What the exercise asks:
According to the article on the Baton Rouge early college program below, what degree can the students earn enough credit for while still in high school?

Excerpt:
%%

New program could get Baton Rouge students jobs right out of high school; here's how it works

Originally published by The Advocate

Four Baton Rouge teenagers recently started ninth grade at Broadmoor High, and at the same time they enrolled in college.

Broadmoor high students, from left, Sha’Lisa Paul (IT) Marcus Turner (IT) and Ben Hall (Automotive), are recognized at a ceremonial proclamation signing for the new Early Career Academy partnership of Baton Rouge Community College and the East Baton…

Broadmoor high students, from left, Sha’Lisa Paul (IT) Marcus Turner (IT) and Ben Hall (Automotive), are recognized at a ceremonial proclamation signing for the new Early Career Academy partnership of Baton Rouge Community College and the East Baton Rouge Parish school system.

They are the first students in what promises to be a much larger program known as the Early College Academy. They have a chance to earn enough credit to earn an associate degree while still in high school.

Unlike other early college programs that have popped up across Louisiana in recent years, this program is zeroing in on specific, high-demand, higher-paying job fields. Its goal is it to allow all those who complete the program to walk out of high school and walk right into a job.

%%

Data records:
%%

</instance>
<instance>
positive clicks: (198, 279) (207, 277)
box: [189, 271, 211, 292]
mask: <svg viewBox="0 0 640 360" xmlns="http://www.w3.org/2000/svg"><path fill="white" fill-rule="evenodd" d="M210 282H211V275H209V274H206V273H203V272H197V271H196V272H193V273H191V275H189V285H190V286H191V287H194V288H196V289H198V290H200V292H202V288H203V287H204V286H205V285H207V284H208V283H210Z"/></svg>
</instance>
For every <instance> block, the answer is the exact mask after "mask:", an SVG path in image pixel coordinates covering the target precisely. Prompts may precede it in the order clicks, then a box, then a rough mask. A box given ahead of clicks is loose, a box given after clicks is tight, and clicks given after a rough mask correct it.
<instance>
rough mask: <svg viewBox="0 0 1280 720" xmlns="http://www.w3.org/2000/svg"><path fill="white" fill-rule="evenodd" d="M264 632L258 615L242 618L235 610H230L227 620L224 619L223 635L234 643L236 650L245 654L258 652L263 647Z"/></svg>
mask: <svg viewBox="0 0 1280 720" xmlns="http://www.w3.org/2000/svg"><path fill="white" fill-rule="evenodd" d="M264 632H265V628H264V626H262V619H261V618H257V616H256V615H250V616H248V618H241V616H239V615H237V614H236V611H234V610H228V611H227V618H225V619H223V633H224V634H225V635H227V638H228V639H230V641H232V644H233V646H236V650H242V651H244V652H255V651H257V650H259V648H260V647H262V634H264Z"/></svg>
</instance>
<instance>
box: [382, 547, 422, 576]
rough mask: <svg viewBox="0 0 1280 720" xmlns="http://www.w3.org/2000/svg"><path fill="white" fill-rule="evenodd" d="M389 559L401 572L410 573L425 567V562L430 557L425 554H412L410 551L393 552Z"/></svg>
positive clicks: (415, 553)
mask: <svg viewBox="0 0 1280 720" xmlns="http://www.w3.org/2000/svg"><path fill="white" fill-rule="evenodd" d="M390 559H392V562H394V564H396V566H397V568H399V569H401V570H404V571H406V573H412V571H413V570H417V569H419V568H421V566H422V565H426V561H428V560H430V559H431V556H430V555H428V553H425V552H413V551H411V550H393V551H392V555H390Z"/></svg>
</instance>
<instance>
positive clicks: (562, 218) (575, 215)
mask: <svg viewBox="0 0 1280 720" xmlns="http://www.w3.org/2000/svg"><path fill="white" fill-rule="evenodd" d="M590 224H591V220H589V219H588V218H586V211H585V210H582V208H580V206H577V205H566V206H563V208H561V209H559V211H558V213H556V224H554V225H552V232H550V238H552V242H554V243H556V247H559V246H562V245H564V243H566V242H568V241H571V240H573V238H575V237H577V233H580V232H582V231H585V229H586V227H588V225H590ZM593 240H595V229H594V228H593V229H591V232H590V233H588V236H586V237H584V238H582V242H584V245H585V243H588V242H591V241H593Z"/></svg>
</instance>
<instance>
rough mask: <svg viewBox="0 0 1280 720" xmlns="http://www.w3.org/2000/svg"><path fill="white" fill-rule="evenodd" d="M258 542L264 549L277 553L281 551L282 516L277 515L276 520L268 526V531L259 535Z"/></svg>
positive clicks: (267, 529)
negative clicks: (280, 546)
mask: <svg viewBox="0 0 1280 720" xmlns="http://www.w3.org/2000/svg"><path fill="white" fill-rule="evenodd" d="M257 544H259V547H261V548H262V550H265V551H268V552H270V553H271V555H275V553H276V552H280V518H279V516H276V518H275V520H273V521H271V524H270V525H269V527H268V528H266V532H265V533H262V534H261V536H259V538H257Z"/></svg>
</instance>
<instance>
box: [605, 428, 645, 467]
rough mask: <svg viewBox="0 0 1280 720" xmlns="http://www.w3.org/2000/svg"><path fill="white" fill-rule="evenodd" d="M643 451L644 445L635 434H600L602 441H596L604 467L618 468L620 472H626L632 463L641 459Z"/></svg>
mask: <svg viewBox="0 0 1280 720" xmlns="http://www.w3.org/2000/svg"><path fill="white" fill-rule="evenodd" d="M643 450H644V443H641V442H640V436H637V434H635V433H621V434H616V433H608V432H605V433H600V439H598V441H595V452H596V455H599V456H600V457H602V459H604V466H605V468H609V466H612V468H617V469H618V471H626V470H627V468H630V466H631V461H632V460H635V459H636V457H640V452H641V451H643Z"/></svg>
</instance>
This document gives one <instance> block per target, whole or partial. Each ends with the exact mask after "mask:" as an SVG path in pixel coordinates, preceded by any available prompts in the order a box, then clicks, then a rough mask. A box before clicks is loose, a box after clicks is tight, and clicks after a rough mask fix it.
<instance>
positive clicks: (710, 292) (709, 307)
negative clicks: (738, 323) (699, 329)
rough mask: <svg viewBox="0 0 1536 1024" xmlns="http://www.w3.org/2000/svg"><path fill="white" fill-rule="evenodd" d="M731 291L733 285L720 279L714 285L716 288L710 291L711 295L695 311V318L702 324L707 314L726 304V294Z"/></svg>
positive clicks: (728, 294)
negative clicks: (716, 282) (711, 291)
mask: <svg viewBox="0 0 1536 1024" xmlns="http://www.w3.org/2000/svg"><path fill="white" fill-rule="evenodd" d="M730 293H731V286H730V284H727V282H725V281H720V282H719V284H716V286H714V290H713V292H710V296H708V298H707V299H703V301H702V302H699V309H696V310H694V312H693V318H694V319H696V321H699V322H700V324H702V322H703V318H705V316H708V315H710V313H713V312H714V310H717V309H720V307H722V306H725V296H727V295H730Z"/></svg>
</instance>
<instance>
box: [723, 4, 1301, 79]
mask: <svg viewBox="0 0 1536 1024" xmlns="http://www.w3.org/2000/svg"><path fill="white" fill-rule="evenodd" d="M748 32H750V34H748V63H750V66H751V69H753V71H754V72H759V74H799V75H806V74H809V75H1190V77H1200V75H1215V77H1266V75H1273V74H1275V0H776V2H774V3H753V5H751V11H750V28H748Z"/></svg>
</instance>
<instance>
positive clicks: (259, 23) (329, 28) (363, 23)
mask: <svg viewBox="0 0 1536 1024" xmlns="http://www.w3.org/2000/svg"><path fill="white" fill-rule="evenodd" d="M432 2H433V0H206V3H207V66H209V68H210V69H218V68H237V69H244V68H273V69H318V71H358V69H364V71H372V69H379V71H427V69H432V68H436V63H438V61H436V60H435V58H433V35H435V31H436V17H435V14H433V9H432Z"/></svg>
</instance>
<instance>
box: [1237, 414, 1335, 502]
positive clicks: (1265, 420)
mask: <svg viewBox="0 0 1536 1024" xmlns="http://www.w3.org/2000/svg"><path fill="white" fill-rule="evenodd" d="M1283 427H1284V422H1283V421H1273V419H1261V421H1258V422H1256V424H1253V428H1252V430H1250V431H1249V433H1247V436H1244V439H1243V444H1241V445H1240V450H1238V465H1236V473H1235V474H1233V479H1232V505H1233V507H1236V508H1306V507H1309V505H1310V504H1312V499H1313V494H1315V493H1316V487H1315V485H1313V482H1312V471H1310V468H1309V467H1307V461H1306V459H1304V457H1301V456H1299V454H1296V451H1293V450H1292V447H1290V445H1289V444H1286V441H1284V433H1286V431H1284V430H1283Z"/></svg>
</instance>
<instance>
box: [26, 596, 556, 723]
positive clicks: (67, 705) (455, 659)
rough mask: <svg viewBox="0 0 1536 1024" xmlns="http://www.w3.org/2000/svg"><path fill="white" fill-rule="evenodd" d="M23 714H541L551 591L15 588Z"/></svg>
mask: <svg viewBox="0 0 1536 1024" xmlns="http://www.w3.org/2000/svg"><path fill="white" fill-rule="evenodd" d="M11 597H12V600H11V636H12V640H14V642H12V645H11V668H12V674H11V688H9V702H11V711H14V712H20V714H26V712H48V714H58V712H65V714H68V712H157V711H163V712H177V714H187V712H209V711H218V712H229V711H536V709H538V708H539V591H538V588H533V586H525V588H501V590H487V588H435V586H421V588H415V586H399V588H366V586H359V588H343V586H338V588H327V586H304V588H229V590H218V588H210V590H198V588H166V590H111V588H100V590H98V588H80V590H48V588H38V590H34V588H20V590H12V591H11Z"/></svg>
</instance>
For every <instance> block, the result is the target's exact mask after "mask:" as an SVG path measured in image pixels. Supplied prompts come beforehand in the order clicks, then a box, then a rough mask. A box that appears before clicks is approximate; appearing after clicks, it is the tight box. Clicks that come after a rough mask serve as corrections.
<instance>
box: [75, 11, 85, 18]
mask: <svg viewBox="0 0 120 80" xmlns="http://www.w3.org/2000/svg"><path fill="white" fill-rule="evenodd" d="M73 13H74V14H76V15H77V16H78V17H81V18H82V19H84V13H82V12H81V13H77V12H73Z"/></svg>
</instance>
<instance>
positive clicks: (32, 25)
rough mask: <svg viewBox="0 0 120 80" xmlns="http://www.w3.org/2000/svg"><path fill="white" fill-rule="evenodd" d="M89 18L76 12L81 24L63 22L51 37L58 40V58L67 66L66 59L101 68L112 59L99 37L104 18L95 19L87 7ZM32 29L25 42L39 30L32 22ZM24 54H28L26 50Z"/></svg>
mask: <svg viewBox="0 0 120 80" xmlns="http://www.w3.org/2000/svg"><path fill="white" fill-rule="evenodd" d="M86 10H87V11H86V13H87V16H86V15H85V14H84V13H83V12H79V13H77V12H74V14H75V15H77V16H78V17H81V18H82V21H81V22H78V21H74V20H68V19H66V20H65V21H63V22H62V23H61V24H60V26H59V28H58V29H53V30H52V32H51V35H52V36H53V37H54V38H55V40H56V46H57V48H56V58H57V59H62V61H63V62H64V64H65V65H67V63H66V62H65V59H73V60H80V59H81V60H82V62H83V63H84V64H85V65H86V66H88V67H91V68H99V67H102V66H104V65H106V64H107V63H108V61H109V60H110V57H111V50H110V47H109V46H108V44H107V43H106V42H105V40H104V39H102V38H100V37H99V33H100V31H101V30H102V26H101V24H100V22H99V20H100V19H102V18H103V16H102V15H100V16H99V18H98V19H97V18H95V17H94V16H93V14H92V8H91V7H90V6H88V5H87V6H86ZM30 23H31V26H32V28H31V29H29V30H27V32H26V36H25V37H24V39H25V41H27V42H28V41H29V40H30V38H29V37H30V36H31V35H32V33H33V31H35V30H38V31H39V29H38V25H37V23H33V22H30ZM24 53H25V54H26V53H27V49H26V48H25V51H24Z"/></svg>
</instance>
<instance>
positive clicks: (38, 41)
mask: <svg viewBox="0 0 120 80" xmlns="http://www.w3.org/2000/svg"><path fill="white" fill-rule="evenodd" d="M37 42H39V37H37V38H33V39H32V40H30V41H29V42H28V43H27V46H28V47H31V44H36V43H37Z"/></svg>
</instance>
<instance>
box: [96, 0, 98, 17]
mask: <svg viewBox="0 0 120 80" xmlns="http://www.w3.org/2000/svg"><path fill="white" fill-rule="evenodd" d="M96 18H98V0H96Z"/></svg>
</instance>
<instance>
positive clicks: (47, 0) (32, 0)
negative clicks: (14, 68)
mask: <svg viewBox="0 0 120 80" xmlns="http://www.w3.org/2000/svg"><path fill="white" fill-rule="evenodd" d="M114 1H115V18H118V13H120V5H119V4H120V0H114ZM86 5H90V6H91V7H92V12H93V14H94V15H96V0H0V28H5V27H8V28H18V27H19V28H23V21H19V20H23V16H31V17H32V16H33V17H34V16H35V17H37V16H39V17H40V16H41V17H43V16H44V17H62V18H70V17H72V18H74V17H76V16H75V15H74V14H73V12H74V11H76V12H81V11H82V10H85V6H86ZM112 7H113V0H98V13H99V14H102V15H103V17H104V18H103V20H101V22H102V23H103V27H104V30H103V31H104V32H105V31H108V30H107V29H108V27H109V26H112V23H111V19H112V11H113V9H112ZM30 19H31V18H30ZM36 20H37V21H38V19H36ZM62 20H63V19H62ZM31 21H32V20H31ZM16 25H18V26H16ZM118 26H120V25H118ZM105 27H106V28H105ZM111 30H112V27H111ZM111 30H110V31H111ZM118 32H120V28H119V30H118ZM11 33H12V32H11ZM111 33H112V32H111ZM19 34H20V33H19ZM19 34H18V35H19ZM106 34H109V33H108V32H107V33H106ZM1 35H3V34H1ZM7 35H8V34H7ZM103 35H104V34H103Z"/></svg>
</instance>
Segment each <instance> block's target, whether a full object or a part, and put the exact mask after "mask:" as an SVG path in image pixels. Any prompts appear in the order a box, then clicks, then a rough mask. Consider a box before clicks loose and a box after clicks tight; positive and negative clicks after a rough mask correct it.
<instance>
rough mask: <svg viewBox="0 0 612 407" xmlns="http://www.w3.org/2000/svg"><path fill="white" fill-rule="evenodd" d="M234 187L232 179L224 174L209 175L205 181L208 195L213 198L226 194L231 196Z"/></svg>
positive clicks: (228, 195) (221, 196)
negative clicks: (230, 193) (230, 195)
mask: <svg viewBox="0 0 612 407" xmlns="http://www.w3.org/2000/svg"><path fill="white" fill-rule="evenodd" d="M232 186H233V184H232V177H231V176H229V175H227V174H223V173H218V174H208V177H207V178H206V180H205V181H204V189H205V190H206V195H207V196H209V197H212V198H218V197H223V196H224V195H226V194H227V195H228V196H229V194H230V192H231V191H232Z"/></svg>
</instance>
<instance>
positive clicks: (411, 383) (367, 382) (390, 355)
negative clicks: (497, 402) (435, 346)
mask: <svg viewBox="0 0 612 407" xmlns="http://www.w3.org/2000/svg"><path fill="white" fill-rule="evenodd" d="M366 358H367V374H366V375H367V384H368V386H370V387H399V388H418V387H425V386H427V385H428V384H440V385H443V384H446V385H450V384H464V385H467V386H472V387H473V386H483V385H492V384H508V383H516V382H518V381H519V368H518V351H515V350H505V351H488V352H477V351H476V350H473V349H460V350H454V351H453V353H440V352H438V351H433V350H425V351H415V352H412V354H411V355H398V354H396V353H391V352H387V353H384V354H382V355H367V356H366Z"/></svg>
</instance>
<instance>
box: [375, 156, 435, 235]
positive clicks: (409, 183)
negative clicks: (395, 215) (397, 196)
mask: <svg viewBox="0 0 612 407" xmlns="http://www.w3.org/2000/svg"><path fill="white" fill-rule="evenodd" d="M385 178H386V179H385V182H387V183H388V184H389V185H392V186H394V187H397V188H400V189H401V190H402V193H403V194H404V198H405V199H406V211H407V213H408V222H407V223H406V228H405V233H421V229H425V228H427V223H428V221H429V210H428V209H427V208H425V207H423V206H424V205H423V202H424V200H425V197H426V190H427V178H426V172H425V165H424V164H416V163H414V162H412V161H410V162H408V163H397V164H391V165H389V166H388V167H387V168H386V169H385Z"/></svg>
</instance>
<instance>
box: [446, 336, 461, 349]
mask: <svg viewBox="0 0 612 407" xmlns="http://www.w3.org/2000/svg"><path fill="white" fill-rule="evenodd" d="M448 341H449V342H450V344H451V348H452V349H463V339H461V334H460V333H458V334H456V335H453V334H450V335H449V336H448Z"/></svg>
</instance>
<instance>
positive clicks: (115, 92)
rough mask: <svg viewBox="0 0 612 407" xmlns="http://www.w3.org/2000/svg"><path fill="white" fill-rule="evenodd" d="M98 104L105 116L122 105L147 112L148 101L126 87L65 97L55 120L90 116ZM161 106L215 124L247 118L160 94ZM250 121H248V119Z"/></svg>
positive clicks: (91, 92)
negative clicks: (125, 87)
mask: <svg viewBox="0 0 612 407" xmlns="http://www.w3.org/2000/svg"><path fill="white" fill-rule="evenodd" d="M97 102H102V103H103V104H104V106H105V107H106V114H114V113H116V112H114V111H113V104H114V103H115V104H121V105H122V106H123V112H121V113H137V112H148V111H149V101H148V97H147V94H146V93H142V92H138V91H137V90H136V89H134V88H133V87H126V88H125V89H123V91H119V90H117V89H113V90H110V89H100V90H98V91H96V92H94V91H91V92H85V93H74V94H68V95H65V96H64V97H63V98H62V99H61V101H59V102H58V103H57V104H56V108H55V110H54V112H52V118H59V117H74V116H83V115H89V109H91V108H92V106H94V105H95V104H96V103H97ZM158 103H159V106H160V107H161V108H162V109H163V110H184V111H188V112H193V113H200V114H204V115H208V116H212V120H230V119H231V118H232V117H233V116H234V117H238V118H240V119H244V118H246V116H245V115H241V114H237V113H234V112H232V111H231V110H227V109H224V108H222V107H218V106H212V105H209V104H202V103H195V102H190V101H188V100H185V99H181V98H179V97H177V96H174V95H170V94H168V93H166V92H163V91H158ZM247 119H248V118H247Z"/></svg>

%%

Task result:
An associate degree.